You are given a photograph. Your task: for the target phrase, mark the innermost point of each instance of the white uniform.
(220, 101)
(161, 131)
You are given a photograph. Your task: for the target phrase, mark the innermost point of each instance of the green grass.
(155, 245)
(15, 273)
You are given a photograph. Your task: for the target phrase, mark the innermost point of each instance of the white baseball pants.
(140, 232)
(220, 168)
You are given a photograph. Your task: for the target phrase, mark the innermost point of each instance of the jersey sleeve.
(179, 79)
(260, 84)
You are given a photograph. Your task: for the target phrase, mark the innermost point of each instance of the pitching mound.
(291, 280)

·····

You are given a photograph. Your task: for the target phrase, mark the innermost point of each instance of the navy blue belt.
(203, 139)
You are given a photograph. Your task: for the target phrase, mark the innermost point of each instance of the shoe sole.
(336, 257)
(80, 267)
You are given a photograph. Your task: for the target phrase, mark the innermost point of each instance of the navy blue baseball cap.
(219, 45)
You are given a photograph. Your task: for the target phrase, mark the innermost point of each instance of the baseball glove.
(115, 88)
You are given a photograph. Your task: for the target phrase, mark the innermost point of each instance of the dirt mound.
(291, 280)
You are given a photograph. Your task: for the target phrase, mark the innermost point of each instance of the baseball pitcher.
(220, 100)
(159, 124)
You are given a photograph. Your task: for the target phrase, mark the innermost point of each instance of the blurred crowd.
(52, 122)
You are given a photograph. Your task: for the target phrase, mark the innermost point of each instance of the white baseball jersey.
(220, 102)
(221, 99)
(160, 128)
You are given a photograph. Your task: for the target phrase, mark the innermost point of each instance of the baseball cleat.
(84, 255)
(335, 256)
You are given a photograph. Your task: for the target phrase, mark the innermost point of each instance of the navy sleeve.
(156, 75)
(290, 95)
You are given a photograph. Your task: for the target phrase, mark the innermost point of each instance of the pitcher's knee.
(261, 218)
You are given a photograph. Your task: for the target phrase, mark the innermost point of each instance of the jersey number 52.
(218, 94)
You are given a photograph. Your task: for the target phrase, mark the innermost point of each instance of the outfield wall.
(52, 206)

·····

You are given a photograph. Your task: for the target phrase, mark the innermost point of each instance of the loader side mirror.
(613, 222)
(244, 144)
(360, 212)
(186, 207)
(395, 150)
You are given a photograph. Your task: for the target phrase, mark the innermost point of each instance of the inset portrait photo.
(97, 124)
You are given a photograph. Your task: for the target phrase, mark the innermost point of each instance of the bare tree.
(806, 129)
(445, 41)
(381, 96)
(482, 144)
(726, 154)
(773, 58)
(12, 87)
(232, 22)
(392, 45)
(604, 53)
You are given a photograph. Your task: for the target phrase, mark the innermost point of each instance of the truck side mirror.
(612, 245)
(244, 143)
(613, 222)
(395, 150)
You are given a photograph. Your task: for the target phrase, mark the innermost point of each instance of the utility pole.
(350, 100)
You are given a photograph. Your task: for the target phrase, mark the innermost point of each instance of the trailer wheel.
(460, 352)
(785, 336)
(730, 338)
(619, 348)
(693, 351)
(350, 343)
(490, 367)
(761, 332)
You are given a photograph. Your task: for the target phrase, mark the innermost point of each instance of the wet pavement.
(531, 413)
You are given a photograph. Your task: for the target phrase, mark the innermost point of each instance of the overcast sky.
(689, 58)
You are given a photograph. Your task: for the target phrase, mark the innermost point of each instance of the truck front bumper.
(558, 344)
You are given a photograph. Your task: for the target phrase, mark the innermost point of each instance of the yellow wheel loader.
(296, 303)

·····

Your objective
List each line of the material above that contains the string "baseball", treating uppercase and lowercase as different.

Completed task
You are given a photograph. Your task: for the target phrase, mark the innermost point of each instance of the white baseball pants.
You are given a photograph. Your task: for the target phrase, mark the innermost point of each instance of the navy blue baseball cap.
You are given a photograph. Your task: for the target phrase, mark the innermost point of each instance of the baseball glove.
You are given a photograph. Your task: for the target phrase, mark the innermost point of each instance of the baseball pitcher.
You are given a photograph. Your task: for the target phrase, mark the innermost point of each instance of the white baseball jersey.
You are given a photograph. Your task: for the target phrase, mark the innermost point of each instance of the baseball cleat.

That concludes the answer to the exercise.